#### Set problem:
Can you rewrite the part of the lines that opens with the line containing "fingers in the photo above." and closes with the line containing "(277, 1034)", putting "marker" in place of "keypoint" and changing nothing else? Leave the pictures out of your answer.

[Begin]

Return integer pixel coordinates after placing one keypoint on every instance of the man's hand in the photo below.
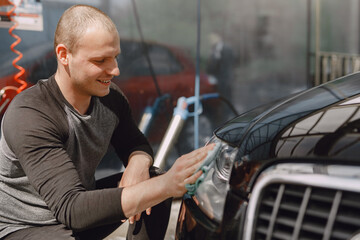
(136, 171)
(136, 198)
(183, 170)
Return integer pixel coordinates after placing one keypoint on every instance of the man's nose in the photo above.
(114, 69)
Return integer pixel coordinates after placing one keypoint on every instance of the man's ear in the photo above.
(62, 54)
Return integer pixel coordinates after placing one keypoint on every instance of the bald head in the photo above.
(76, 20)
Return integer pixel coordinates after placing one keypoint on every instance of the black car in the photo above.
(290, 170)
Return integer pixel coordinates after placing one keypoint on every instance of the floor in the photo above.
(120, 233)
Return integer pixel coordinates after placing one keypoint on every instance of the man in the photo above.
(55, 134)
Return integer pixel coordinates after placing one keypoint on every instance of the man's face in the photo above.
(93, 63)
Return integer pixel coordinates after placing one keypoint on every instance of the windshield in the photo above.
(259, 126)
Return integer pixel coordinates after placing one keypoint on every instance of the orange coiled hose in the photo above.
(12, 47)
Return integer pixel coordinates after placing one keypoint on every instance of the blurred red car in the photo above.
(173, 69)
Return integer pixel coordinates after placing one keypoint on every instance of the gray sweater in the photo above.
(49, 153)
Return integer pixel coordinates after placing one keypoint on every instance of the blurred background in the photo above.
(251, 52)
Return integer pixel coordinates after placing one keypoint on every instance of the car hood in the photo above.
(258, 133)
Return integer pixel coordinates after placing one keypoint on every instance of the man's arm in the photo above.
(137, 171)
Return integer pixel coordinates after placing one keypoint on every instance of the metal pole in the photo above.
(317, 42)
(308, 45)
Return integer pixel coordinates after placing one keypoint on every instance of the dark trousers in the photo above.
(148, 227)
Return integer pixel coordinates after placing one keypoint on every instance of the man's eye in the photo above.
(99, 60)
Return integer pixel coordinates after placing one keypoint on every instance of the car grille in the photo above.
(293, 211)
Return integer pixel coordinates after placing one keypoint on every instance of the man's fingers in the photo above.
(192, 179)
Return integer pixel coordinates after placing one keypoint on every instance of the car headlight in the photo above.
(211, 194)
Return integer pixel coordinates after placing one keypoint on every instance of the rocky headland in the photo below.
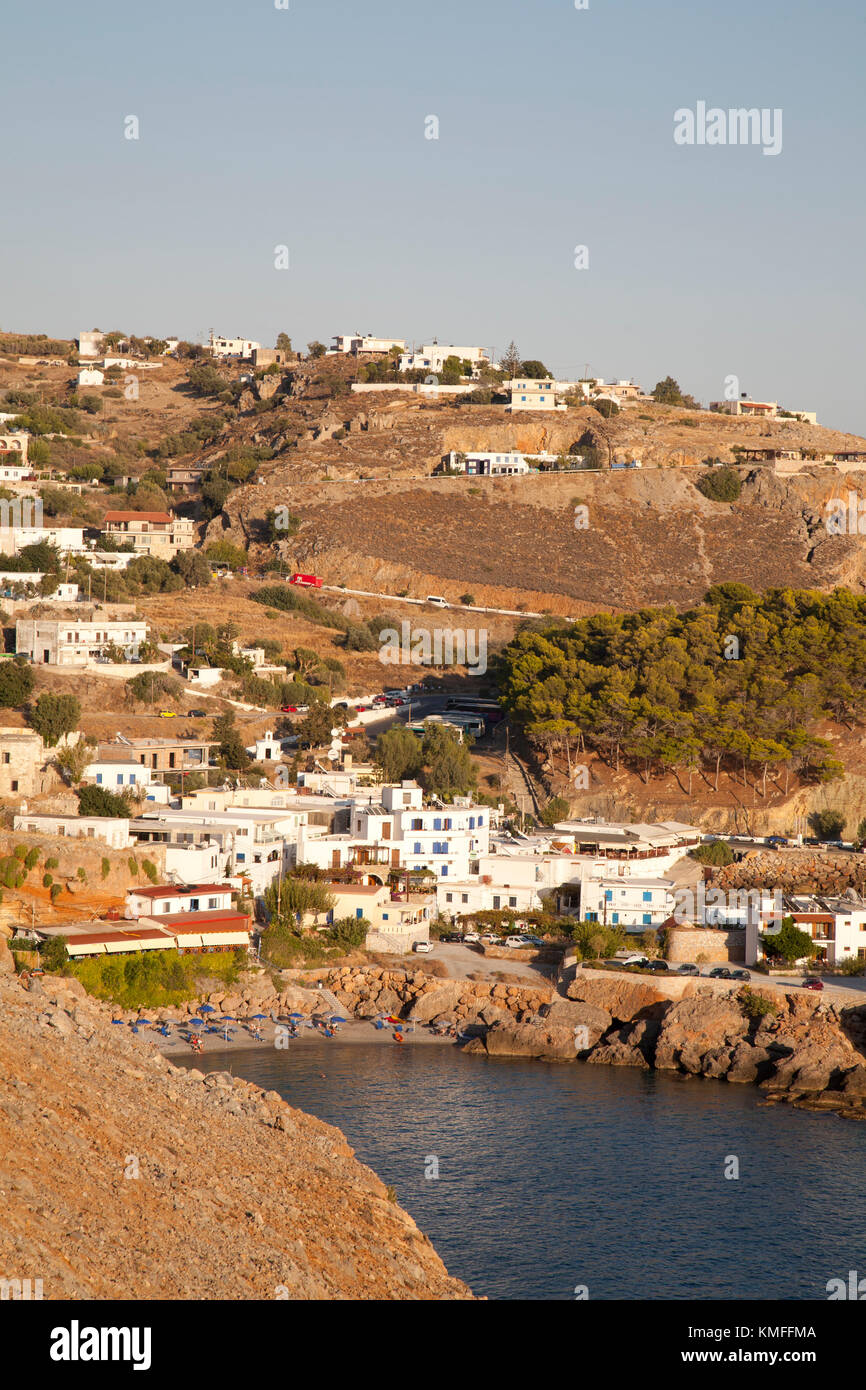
(123, 1176)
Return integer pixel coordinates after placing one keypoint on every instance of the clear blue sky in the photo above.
(305, 127)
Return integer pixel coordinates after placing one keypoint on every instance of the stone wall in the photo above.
(688, 943)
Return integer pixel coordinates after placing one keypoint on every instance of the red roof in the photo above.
(189, 923)
(174, 891)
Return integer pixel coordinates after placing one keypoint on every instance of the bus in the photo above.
(487, 709)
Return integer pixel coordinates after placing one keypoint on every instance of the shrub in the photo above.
(720, 485)
(756, 1005)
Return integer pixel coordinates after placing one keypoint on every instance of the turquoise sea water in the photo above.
(552, 1178)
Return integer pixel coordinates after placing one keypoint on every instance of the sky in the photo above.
(307, 127)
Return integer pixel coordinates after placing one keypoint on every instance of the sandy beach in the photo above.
(277, 1034)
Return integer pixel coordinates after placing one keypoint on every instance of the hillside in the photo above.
(121, 1172)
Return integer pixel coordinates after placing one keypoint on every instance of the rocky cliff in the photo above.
(123, 1176)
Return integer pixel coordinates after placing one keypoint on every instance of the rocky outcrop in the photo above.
(121, 1172)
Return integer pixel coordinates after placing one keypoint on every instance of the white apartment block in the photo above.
(150, 533)
(111, 830)
(74, 642)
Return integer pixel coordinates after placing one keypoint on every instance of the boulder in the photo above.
(435, 1001)
(695, 1026)
(620, 995)
(617, 1054)
(512, 1039)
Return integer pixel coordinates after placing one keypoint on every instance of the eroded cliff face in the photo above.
(237, 1196)
(651, 537)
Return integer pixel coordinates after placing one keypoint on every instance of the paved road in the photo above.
(464, 961)
(459, 608)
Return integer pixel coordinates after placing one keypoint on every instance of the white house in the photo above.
(483, 464)
(364, 344)
(232, 346)
(533, 395)
(433, 357)
(72, 641)
(171, 900)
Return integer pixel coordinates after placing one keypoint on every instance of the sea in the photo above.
(552, 1182)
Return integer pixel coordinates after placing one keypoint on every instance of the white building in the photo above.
(487, 464)
(394, 829)
(72, 641)
(837, 926)
(242, 348)
(357, 344)
(111, 830)
(68, 540)
(533, 395)
(433, 357)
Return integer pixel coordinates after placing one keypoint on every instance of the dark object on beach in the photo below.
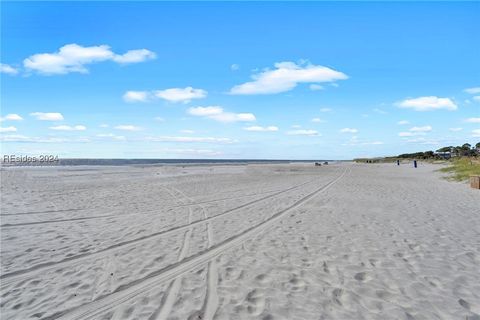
(475, 182)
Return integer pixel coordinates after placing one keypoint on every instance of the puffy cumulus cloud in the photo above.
(315, 87)
(429, 103)
(8, 69)
(472, 90)
(111, 136)
(69, 128)
(8, 129)
(261, 129)
(303, 132)
(134, 56)
(349, 130)
(135, 96)
(218, 114)
(285, 77)
(473, 120)
(180, 94)
(47, 116)
(128, 127)
(74, 58)
(11, 117)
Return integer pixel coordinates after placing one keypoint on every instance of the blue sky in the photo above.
(313, 80)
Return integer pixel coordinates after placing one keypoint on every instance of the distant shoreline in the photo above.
(126, 162)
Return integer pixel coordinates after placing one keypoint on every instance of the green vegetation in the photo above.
(463, 161)
(462, 168)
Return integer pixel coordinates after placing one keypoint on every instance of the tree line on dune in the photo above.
(465, 150)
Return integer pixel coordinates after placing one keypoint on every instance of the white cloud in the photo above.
(190, 139)
(303, 132)
(21, 138)
(472, 90)
(111, 136)
(69, 128)
(193, 152)
(128, 127)
(380, 111)
(285, 77)
(427, 104)
(8, 129)
(218, 114)
(421, 129)
(423, 141)
(135, 96)
(473, 120)
(5, 68)
(47, 116)
(205, 111)
(74, 58)
(180, 94)
(315, 87)
(11, 117)
(261, 129)
(349, 130)
(134, 56)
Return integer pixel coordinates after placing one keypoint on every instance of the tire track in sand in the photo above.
(137, 287)
(8, 278)
(170, 296)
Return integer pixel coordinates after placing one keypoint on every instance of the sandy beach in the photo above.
(283, 241)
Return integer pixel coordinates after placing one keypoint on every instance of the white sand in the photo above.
(343, 241)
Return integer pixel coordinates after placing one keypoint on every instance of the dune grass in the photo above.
(461, 169)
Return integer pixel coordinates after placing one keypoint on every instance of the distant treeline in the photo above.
(465, 150)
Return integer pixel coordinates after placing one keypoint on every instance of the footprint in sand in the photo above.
(255, 302)
(361, 276)
(262, 278)
(295, 284)
(337, 294)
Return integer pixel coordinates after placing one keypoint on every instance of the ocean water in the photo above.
(124, 162)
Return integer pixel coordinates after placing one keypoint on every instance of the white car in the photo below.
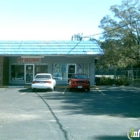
(43, 81)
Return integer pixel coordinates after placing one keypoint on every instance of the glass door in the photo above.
(29, 73)
(71, 70)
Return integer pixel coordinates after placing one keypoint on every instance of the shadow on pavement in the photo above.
(118, 101)
(111, 138)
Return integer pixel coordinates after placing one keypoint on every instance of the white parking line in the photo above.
(64, 91)
(23, 93)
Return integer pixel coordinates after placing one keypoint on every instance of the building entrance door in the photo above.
(71, 70)
(29, 73)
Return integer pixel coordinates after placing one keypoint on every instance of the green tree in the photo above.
(121, 35)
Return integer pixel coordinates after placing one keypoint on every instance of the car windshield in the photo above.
(43, 76)
(78, 76)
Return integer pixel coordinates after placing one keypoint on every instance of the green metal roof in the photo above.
(49, 48)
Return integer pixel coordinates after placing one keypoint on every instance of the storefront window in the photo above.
(82, 68)
(17, 72)
(41, 69)
(59, 71)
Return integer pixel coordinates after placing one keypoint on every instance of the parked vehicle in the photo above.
(43, 81)
(79, 81)
(57, 76)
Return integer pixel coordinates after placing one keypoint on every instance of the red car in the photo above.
(79, 81)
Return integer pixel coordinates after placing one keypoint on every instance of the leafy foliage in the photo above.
(121, 35)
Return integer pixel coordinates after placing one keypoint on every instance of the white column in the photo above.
(92, 72)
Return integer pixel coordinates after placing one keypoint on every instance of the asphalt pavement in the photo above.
(104, 113)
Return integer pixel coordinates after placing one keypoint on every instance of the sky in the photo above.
(51, 19)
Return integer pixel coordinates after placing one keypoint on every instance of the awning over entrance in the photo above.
(18, 48)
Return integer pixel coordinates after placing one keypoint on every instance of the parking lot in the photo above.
(104, 113)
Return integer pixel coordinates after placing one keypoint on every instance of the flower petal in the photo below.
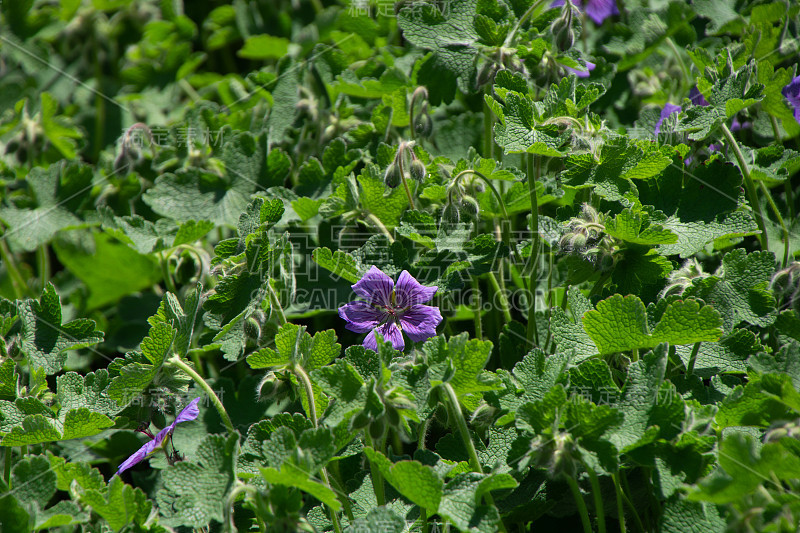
(190, 412)
(420, 322)
(361, 316)
(390, 333)
(137, 457)
(410, 291)
(375, 287)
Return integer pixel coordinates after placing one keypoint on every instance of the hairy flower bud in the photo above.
(393, 176)
(417, 170)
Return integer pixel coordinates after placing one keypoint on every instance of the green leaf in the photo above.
(264, 47)
(620, 324)
(291, 476)
(414, 480)
(741, 293)
(55, 206)
(118, 504)
(45, 339)
(195, 491)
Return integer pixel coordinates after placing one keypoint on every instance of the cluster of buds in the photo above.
(585, 235)
(786, 286)
(563, 32)
(461, 201)
(406, 164)
(680, 279)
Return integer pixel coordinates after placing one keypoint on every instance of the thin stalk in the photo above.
(504, 306)
(777, 213)
(532, 331)
(165, 273)
(223, 414)
(43, 259)
(686, 74)
(598, 501)
(17, 282)
(693, 359)
(7, 466)
(752, 195)
(488, 120)
(576, 494)
(620, 509)
(276, 304)
(375, 472)
(305, 381)
(476, 307)
(375, 220)
(466, 438)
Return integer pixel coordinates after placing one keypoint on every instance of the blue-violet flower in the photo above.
(190, 412)
(391, 309)
(792, 93)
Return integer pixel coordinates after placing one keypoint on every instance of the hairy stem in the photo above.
(752, 195)
(223, 414)
(532, 331)
(576, 494)
(461, 424)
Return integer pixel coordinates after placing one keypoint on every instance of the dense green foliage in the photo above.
(607, 205)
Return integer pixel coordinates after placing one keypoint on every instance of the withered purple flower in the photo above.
(190, 412)
(391, 309)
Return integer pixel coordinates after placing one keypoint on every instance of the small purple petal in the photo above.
(792, 93)
(599, 10)
(375, 287)
(390, 333)
(361, 316)
(190, 412)
(666, 112)
(420, 322)
(410, 291)
(697, 97)
(582, 73)
(137, 457)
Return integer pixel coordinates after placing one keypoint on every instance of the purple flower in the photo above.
(666, 112)
(581, 73)
(598, 10)
(391, 309)
(792, 93)
(189, 412)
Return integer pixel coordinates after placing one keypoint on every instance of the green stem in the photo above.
(750, 188)
(777, 213)
(576, 494)
(476, 308)
(532, 331)
(693, 359)
(375, 220)
(620, 509)
(7, 466)
(223, 414)
(461, 424)
(43, 258)
(504, 306)
(275, 303)
(375, 472)
(598, 500)
(678, 56)
(305, 382)
(17, 282)
(165, 273)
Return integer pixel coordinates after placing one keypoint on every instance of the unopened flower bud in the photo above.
(393, 176)
(417, 170)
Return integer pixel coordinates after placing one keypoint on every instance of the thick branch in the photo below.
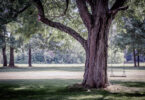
(113, 12)
(118, 4)
(21, 10)
(84, 13)
(58, 25)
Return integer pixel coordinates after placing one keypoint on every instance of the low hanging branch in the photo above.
(21, 10)
(118, 6)
(70, 31)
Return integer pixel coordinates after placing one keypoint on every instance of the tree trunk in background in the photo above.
(11, 63)
(30, 57)
(138, 60)
(4, 56)
(134, 57)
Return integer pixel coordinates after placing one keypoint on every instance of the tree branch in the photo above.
(58, 25)
(84, 13)
(21, 10)
(118, 4)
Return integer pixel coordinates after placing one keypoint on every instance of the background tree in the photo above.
(132, 37)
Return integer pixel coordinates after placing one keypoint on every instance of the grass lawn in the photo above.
(56, 88)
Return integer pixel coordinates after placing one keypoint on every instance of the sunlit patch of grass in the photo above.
(58, 90)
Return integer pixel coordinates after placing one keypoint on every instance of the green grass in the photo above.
(57, 90)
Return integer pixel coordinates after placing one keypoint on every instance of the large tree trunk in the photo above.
(30, 57)
(11, 63)
(95, 75)
(97, 23)
(134, 57)
(4, 56)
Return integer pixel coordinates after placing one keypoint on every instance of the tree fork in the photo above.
(98, 24)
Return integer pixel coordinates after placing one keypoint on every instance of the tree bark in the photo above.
(11, 63)
(30, 57)
(138, 60)
(95, 75)
(4, 56)
(134, 57)
(97, 23)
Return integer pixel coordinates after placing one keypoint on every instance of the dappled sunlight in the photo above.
(82, 97)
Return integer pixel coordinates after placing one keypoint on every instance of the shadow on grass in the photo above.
(70, 69)
(22, 69)
(57, 90)
(129, 83)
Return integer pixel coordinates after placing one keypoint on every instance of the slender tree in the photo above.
(3, 44)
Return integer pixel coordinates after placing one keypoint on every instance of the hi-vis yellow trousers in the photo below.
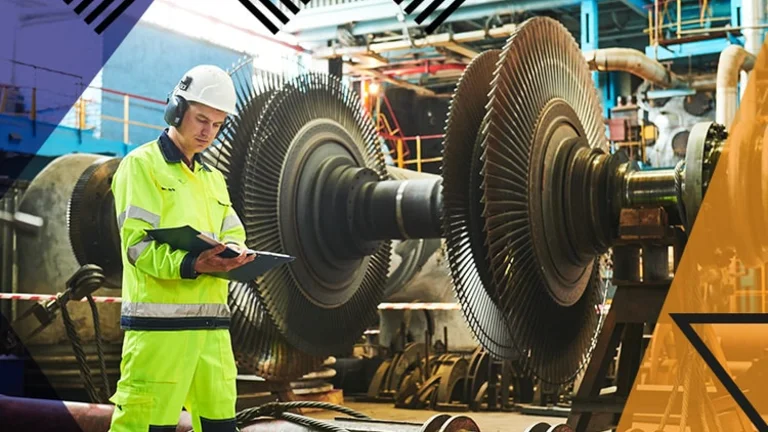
(163, 371)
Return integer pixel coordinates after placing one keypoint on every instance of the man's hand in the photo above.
(210, 262)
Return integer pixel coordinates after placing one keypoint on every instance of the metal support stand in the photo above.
(641, 275)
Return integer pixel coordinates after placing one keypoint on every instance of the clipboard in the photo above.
(189, 239)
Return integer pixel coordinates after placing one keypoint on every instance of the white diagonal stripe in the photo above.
(171, 310)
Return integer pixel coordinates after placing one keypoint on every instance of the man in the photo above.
(177, 350)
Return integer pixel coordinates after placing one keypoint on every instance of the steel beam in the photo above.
(638, 6)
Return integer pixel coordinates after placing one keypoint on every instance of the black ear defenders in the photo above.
(176, 105)
(175, 109)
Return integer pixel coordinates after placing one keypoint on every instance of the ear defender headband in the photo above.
(176, 105)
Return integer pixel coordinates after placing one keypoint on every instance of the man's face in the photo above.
(200, 126)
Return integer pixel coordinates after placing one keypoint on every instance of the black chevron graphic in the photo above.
(431, 7)
(685, 321)
(99, 10)
(274, 10)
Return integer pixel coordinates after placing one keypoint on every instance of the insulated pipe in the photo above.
(733, 60)
(632, 61)
(429, 41)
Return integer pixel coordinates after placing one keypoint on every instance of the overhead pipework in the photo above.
(733, 60)
(632, 61)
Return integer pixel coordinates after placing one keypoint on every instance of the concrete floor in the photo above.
(487, 421)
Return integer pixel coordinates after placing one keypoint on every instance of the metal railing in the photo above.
(85, 114)
(399, 153)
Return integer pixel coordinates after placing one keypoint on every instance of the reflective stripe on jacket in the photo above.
(153, 188)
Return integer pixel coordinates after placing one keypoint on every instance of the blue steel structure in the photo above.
(309, 26)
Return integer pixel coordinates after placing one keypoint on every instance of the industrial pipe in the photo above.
(45, 415)
(733, 60)
(632, 61)
(428, 41)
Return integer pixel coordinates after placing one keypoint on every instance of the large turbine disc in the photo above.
(258, 345)
(543, 98)
(463, 221)
(321, 304)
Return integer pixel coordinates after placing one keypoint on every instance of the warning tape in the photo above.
(39, 297)
(419, 306)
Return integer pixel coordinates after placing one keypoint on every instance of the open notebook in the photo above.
(189, 239)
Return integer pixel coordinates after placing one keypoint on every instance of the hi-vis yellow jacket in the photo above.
(154, 188)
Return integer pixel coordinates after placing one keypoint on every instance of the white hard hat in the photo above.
(208, 85)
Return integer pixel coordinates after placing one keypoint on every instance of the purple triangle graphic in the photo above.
(49, 54)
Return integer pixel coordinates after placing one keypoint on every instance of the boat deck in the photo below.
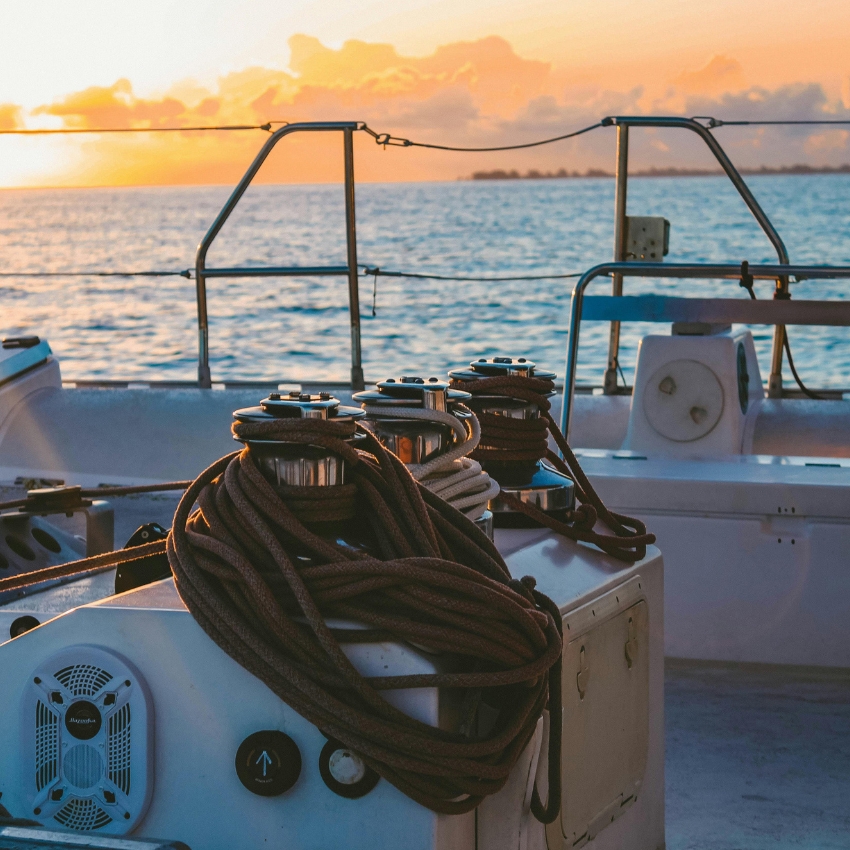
(758, 756)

[End]

#### Result below:
Return integer pixel coordinates after placing one marker on every instance of the man's fingers in the photo above.
(192, 179)
Return integer pixel coordinates after placing one marker on every instance of the car headlight in the photo above.
(211, 194)
Return integer pixel coordinates after placing one marker on every instance of the rocky headland in the photo below.
(123, 1176)
Return integer pixel coordinates after placing one marker on every instance of the clear blue sky in the photo above.
(305, 127)
Return integer pixel coordinates after placing one marker on every instance of the stone wall in the photo above.
(688, 943)
Return integer pixel coordinates after placing one marker on every instance of the red roof in the photo above.
(189, 923)
(174, 891)
Return integer pixel coordinates after placing one marker on every instance of the bus in the photo above.
(487, 709)
Return integer pixel coordinates after placing one marker on every instance of the shrub in the photo above.
(720, 485)
(756, 1005)
Return integer pixel coordinates after placing one marker on every instance of the turquoise sea water in the photo above.
(552, 1178)
Return integer pixel coordinates after placing one marker on every instance of the sky in the photo above.
(307, 127)
Return integer pixel coordinates after placing one marker on every instance of the sandy beach in the photo above.
(277, 1034)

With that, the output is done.